* BEGIN Extract provided *

Some who felt they had been unfairly jilted of a VC at the Crimea had better luck in the Mutiny. Evelyn Wood fought at the Crimea as a midshipman, part of the Naval Brigade. He had sufficient foresight to appreciate that a decoration created by the Queen, and for which the Queen had great personal affection, might be a useful stepping stone for a military career.12 Wood had served as an aide-de-camp to Captain Peel and joined a fellow aide-de-camp, Edward St John Daniel, in rescuing Peel once he was wounded in action. For this, Daniel received the VC; Wood did not. Wood’s father, Sir John Page Wood, decided to pull some strings. He wrote to Lord Panmure, Secretary of State for War, on 4 March 1857, pleading for his son to be awarded a VC, adding that Daniel was unscathed, while his son was wounded yet still carried on. His letter ended with a rhetorical flourish: ‘I appeal to your Lordship from the decision of the Admiralty, to do justice to this young man, who has fairly deserved this order, by his blood.’13 Evelyn Wood had better luck in the Indian Mutiny. The London Gazette of 4 September 1860 announced that the Queen was ‘graciously pleased to signify her intention to confer the decoration of the Victoria Cross’ on Lieutenant Henry Evelyn Wood of the 17th Lancers. He gained his Mutiny VC for attacking ‘almost single-handed, a body of rebels who had made a stand, whom he routed’. That ‘almost’ is a nice touch. Wood’s case is an example of the tendency at the time to award VCs not simply for one but for several gallant acts – and for rewarding individuals who may have, for one reason or another, been unsuccessful on previous occasions. Wood’s Mutiny VC was an instance of persistence, as well as courage, being rewarded.
Others lacked a Baronet to write to the War Office on their behalf. Private Dennis Dempsey of the 10th Foot very probably was semi-literate. Nevertheless he put forward a VC claim for himself on 14 March 1858 for his services at Lucknow, when he carried a powder keg out of a burning village. Dempsey’s case was ignored by the War Office, loftily indifferent to a solicitation from a humble private. It took a strong letter of recommendation on 23 January 1860 – almost two years later – from Lieutenant Colonel (and former Lieutenant and Adjutant) Percy Beale, now in command of the 10th Foot, to gain sufficient notice for Dempsey. Beale had witnessed Dempsey’s act:
Captain Alderley the Adjutant, the storming party and myself saw Pte Dempsey creep up this native street alone, with the powder bag, exposed to a very heavy fire from the Enemy behind loop holed walls, and an almost still greater danger from the sparks which flew in every direction from the village which was on fire. I and in fact the whole Company expected to see Pte Dempsey blown to pieces by the powder, the men were astonished at his cool bravery: and expressed their admiration of his conduct at the time.14
Dempsey was finally gazetted VC on 17 February 1860.

* END Extract provided *
* BEGIN Entries *

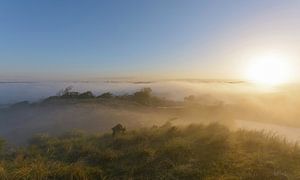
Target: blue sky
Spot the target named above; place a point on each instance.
(152, 38)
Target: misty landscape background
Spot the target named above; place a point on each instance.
(236, 104)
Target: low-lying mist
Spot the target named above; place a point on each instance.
(226, 102)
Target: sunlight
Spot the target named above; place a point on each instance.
(271, 69)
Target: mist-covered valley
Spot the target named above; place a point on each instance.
(27, 112)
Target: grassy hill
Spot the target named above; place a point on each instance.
(165, 152)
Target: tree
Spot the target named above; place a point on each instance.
(106, 95)
(143, 96)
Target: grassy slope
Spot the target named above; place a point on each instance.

* END Entries *

Goal>
Answer these questions from the passage on Victoria Cross awards:
1. To whom did Sir John Page Wood write on 4 March 1857?
2. In which regiment did the London Gazette of 4 September 1860 name Lieutenant Henry Evelyn Wood?
3. On what date was Dempsey gazetted VC?
These data are distinct from the passage and stand as separate material.

Result>
1. Lord Panmure, Secretary of State for War.
2. The 17th Lancers.
3. 17 February 1860.